## What is needed
Exclude the pictures, then repeat the remaining data exactly.

-- begin Data to process --

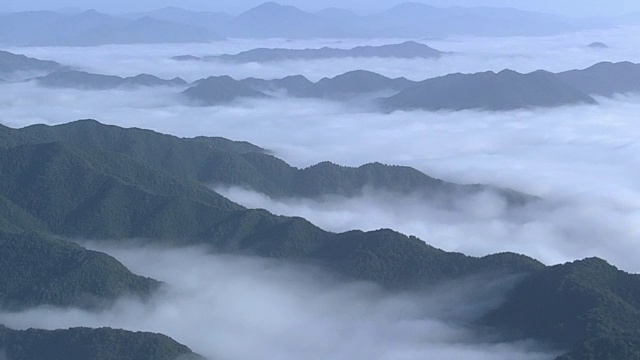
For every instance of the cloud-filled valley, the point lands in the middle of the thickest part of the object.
(234, 307)
(581, 161)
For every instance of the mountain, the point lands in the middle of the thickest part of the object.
(221, 90)
(295, 85)
(90, 344)
(218, 90)
(11, 63)
(413, 19)
(271, 20)
(222, 162)
(93, 194)
(406, 50)
(212, 21)
(354, 83)
(506, 90)
(605, 78)
(37, 270)
(587, 302)
(92, 28)
(88, 81)
(74, 188)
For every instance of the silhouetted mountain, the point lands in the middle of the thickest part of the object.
(416, 19)
(295, 85)
(75, 188)
(92, 28)
(355, 83)
(36, 270)
(222, 162)
(578, 304)
(94, 194)
(84, 80)
(212, 21)
(505, 90)
(271, 20)
(605, 78)
(11, 63)
(90, 344)
(218, 90)
(408, 50)
(351, 84)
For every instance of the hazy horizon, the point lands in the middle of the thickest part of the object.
(589, 8)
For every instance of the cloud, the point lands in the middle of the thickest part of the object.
(471, 54)
(236, 308)
(583, 160)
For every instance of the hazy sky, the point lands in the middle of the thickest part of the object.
(566, 7)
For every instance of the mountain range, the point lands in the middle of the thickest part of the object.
(87, 81)
(509, 89)
(405, 50)
(14, 63)
(88, 180)
(505, 90)
(272, 20)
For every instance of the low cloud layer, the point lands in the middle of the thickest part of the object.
(583, 160)
(238, 308)
(469, 54)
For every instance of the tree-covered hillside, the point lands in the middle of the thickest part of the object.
(90, 344)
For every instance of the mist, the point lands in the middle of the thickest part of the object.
(227, 307)
(581, 160)
(468, 55)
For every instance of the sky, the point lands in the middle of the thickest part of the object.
(572, 8)
(582, 160)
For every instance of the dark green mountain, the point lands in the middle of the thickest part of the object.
(87, 81)
(90, 344)
(219, 90)
(222, 162)
(102, 195)
(605, 78)
(94, 194)
(506, 90)
(11, 63)
(588, 306)
(405, 50)
(39, 270)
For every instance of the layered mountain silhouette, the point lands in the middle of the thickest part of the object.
(220, 90)
(217, 90)
(90, 28)
(226, 163)
(605, 78)
(506, 90)
(12, 63)
(272, 20)
(405, 50)
(90, 344)
(65, 273)
(88, 81)
(103, 182)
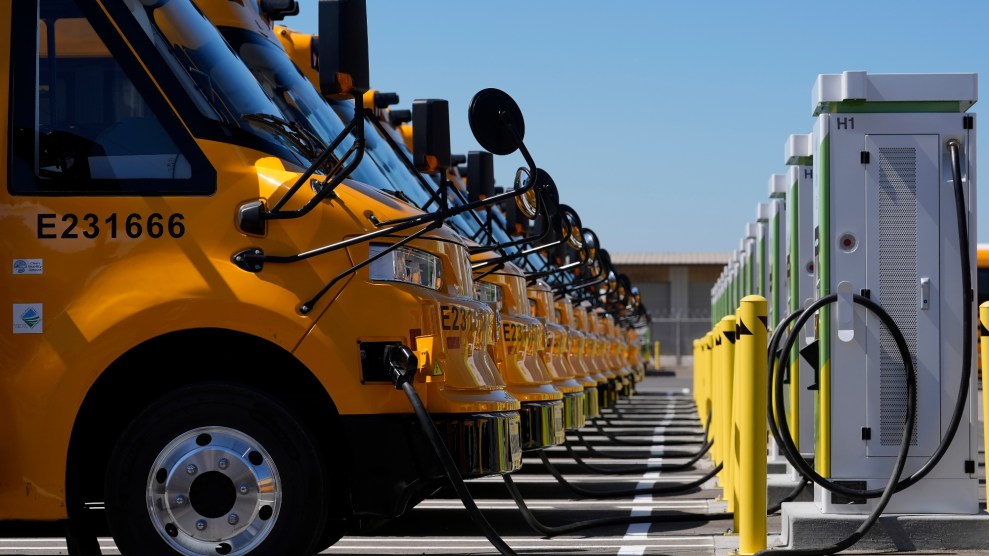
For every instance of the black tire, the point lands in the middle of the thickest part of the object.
(223, 457)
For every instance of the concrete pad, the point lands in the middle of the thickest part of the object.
(779, 486)
(775, 467)
(804, 526)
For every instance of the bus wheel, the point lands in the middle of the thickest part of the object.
(215, 469)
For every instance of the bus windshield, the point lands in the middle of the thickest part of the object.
(294, 95)
(219, 84)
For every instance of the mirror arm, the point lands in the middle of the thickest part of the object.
(557, 271)
(308, 306)
(331, 182)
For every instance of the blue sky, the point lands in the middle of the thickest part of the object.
(660, 121)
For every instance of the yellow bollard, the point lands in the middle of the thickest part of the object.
(749, 429)
(700, 371)
(697, 371)
(724, 406)
(717, 352)
(984, 347)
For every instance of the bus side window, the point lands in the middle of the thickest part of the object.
(80, 124)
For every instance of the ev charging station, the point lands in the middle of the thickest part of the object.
(777, 284)
(762, 250)
(750, 260)
(798, 155)
(887, 229)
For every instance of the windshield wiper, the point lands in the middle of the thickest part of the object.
(306, 142)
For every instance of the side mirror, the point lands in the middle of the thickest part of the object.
(342, 48)
(591, 244)
(431, 135)
(496, 121)
(624, 289)
(277, 10)
(572, 228)
(480, 175)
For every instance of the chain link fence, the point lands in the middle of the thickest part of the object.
(677, 332)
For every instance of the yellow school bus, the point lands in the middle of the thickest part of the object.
(210, 308)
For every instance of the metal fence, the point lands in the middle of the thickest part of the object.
(677, 334)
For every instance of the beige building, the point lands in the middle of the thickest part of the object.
(676, 290)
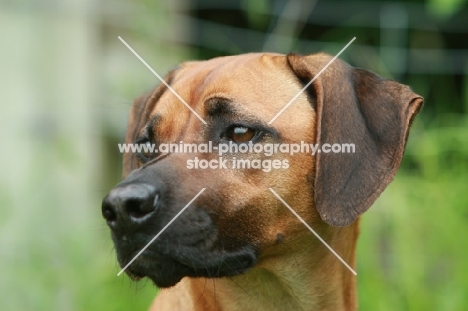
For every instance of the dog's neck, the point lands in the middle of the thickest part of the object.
(307, 277)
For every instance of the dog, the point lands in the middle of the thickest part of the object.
(237, 246)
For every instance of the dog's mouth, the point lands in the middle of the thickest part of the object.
(167, 271)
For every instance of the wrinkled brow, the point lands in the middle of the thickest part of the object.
(220, 106)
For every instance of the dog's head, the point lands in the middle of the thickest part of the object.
(229, 227)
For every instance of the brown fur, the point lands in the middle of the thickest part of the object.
(294, 270)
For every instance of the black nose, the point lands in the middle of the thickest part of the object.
(128, 206)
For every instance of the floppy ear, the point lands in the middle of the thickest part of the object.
(355, 106)
(139, 116)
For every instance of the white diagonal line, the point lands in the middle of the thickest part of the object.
(162, 80)
(312, 230)
(162, 230)
(307, 85)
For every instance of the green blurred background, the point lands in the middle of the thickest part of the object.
(67, 84)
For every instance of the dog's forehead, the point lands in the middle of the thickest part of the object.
(250, 80)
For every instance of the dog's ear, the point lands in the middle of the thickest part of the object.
(354, 106)
(139, 116)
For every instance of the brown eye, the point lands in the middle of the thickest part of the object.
(241, 134)
(146, 151)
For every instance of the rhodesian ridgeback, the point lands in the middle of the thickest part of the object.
(237, 246)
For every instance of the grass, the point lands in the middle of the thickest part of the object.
(56, 253)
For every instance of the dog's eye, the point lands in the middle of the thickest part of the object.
(241, 134)
(146, 151)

-- end Data to process --

## Solution
For every instance of the cloud-filled valley, the point lands in the middle of the thickest part of the object.
(234, 307)
(581, 161)
For every instance of the mountain, the point lands in the middle of the thickest part of the object.
(221, 90)
(295, 85)
(90, 344)
(218, 90)
(11, 63)
(413, 19)
(271, 20)
(222, 162)
(93, 194)
(406, 50)
(212, 21)
(354, 83)
(506, 90)
(605, 78)
(37, 270)
(587, 302)
(92, 28)
(88, 81)
(74, 188)
For every instance of the silhouetted mountain, the point lands in the middle of the thickest part of the object.
(416, 19)
(295, 85)
(75, 188)
(92, 28)
(355, 83)
(36, 270)
(222, 162)
(578, 304)
(94, 194)
(84, 80)
(212, 21)
(505, 90)
(271, 20)
(605, 78)
(11, 63)
(90, 344)
(218, 90)
(408, 50)
(351, 84)
For every instance of the hazy horizon, the point lands in the middle of the thickest part of the object.
(589, 8)
For every instance of the cloud, the point lands in the middle of the thickest part of the object.
(471, 54)
(236, 308)
(583, 160)
For every instance of the hazy sky, the point lands in the middle of the thickest part of the object.
(566, 7)
For every instance of the mountain range, the point lands in the middle of the thickest part of the object.
(87, 81)
(509, 89)
(405, 50)
(14, 63)
(88, 180)
(505, 90)
(272, 20)
For every instance of the low cloud layer, the point lands in the middle of the thickest part of the object.
(583, 160)
(238, 308)
(469, 54)
For every instance of the tree-covered hillside, the point lands in the middle of the thickest part of the object.
(90, 344)
For every instance of the mist, the point lands in the middle of the thickest part of the object.
(227, 307)
(581, 160)
(468, 55)
For every instance of the sky, the point lands in the middle of the thickest part of the object.
(572, 8)
(582, 160)
For every instance of the dark green mountain, the point lands in the middle of the thickest part of the object.
(87, 81)
(90, 344)
(219, 90)
(222, 162)
(102, 195)
(605, 78)
(94, 194)
(506, 90)
(11, 63)
(588, 306)
(405, 50)
(39, 270)
For every instance of the layered mountain silhouette, the point lands in the middle of the thickest part of the object.
(220, 90)
(217, 90)
(90, 28)
(226, 163)
(605, 78)
(506, 90)
(12, 63)
(272, 20)
(405, 50)
(90, 344)
(65, 273)
(88, 81)
(103, 182)
For every instance of the black tire, the point lands in the middle of the thickest part of the object.
(223, 457)
For every instance of the concrete pad, the point lands in the middle of the thickest part of the object.
(779, 486)
(775, 467)
(804, 526)
For every instance of the bus wheel, the point lands in the middle of the thickest part of the object.
(215, 469)
For every instance of the bus windshield, the point lands in the middle of the thickest part of the object.
(294, 95)
(219, 84)
For every instance of the mirror arm, the point lands in the middle of the thickest part of the object.
(557, 271)
(308, 306)
(331, 182)
For every instance of the blue sky, the point lands in the middle of the thickest part of the object.
(660, 121)
For every instance of the yellow bollard, the point lands in the middle of the thickest part of the object.
(749, 429)
(700, 371)
(697, 371)
(724, 406)
(717, 352)
(984, 347)
For every instance of the bus side window, the point lands in the middle of the thickest part of the object.
(80, 124)
For every instance of the ev charging station, the point lands in the middle of the thickest part of the object.
(777, 284)
(762, 250)
(750, 260)
(798, 155)
(887, 229)
For every instance of the windshield wiper, the point lands in the middle of the thickest part of the object.
(306, 142)
For every instance of the side mirror, the point lands in the middle of the thickest part of the object.
(342, 48)
(591, 244)
(431, 135)
(496, 121)
(624, 289)
(277, 10)
(572, 228)
(480, 175)
For every instance of the chain link fence, the point lands in the middle of the thickest part of the object.
(677, 332)
For every instance of the yellow school bus, the point lands in the middle of the thickest part of the object.
(210, 308)
For every instance of the metal fence, the point lands in the middle of the thickest part of the object.
(677, 334)
For every instance of the beige building, the point lands in the middle of the thickest part of the object.
(676, 290)
For every instance of the dog's neck, the point lands in the middle of the thickest part of the object.
(307, 277)
For every instance of the dog, the point lands in the middle of the thickest part of the object.
(237, 246)
For every instance of the dog's mouth, the point lands in the middle of the thickest part of the object.
(167, 271)
For every instance of the wrinkled brow, the point lands in the middle of the thickest part of the object.
(220, 106)
For every instance of the dog's head, the point lands in the middle of the thickest part of the object.
(229, 227)
For every instance of the brown fur, the point lands in the middle of the thickest part of the object.
(294, 270)
For every instance of the black nose, the point lands in the middle of the thickest part of the object.
(128, 206)
For every instance of the floppy ear, the point lands in the middle of the thickest part of the object.
(355, 106)
(139, 116)
For every instance of the white diagonal line, the point lands in the middle of the thickest part of the object.
(162, 80)
(312, 230)
(162, 230)
(307, 85)
For every instance of the green blurred background, the point lands in the middle of the thickest part of the object.
(67, 84)
For every instance of the dog's forehead, the point lands in the middle of the thickest part of the object.
(250, 80)
For every instance of the dog's ear, the point lands in the middle of the thickest part of the object.
(354, 106)
(139, 116)
For every instance of the brown eye, the point lands in the middle of the thickest part of the object.
(241, 134)
(146, 151)
For every instance of the rhodesian ridgeback, the point lands in the middle of the thickest part of the object.
(237, 246)
For every instance of the grass, the point lands in the middle of the thickest part of the object.
(56, 253)
For every instance of the dog's eye, the point lands in the middle of the thickest part of the object.
(241, 134)
(146, 151)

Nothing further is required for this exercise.